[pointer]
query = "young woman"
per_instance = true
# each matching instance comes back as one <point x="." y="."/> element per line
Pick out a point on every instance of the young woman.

_YOUR INSTRUCTIONS_: Render every line of the material above as a numbered list, omitting blank lines.

_TASK RESULT_:
1. [pointer]
2. query = "young woman"
3. per_instance = true
4. # each matching instance comes back as one <point x="." y="."/> element per line
5. Pick out a point on every instance of the young woman.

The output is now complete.